**Given exercise**
Count the lines in the items below that contain the string "sepia". Reply with that number alone.

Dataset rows
>>>>
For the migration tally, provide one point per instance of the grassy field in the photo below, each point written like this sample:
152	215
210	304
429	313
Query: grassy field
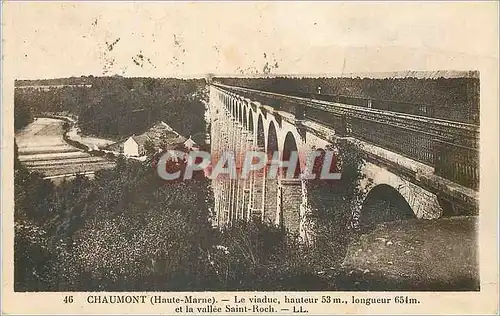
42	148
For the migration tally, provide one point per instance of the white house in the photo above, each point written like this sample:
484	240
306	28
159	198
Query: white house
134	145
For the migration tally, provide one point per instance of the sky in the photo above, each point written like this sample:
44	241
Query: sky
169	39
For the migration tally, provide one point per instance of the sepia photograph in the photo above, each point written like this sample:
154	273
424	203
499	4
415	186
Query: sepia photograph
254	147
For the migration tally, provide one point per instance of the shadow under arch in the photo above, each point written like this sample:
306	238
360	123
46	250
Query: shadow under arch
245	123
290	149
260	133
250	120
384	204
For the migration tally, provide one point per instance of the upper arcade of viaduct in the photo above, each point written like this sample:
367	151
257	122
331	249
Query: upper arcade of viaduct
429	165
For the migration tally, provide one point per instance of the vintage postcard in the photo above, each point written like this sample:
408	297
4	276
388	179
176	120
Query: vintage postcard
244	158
<<<<
>>>>
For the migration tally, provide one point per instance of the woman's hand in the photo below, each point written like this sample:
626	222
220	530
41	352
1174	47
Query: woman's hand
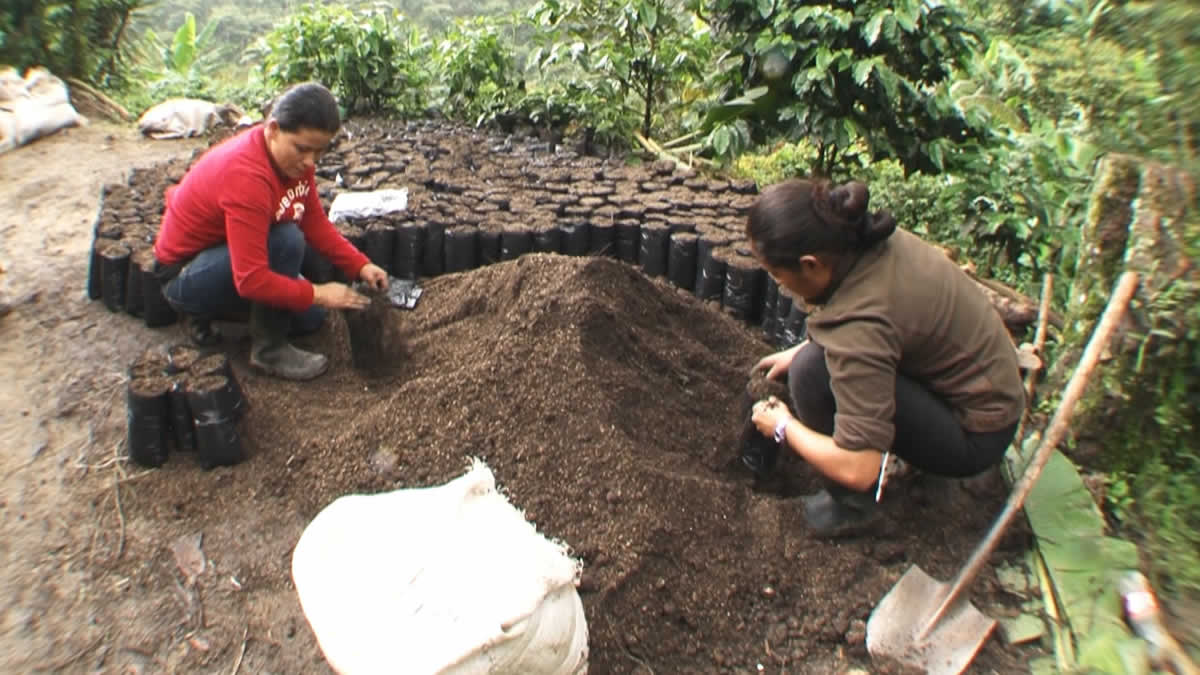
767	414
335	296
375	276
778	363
<<<<
>>>>
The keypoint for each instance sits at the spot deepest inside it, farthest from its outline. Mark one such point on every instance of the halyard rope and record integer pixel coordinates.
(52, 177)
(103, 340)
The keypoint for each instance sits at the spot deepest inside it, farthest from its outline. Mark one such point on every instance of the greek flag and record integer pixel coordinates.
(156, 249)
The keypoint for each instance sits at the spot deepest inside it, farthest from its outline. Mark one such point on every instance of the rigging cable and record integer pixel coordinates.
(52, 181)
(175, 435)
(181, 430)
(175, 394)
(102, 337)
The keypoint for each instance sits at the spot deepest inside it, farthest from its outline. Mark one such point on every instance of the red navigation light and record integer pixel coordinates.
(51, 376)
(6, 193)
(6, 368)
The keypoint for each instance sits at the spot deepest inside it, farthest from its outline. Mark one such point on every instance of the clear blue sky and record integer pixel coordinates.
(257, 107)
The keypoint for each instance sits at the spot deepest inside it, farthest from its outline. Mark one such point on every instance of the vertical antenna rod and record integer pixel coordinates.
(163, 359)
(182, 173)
<<<<
**Answer to the problem**
2